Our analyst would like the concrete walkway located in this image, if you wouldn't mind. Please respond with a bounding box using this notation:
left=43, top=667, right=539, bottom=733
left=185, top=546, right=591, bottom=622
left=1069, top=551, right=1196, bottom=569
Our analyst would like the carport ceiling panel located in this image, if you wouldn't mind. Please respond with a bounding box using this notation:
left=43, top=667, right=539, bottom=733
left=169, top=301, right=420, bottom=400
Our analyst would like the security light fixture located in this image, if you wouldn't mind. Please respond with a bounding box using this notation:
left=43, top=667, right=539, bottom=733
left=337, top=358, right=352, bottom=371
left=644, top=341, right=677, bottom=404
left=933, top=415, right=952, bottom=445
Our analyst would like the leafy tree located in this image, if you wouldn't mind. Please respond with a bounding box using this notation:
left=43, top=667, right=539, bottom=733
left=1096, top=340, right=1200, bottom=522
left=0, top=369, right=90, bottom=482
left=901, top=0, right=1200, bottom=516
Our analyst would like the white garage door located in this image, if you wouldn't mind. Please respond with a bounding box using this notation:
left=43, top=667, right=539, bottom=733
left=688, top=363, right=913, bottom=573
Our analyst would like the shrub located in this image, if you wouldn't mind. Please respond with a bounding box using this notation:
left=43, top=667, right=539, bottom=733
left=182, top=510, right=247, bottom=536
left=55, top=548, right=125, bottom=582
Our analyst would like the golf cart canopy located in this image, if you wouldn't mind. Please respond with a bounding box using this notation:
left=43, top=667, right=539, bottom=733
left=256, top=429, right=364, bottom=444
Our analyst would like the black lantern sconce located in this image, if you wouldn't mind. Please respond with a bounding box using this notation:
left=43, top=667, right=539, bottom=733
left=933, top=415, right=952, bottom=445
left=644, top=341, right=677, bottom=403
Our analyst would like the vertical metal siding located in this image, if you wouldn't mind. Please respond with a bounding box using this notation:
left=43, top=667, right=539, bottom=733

* YOUR TASK: Reproduce precisely the span of lines that begins at the line containing "Our analyst would like the black" and ends with the last line of the listing.

* RESULT BELOW:
Our analyst would like the black lantern sconce located in this image, if you wouldn't mind. Please respond with a bounding box using this notation:
left=43, top=667, right=539, bottom=733
left=933, top=415, right=952, bottom=445
left=644, top=341, right=677, bottom=403
Our analyst would like the vertical metal siding located in this image, if you wouldn't mind. Please respond with a bounding box using this notation:
left=43, top=667, right=539, bottom=733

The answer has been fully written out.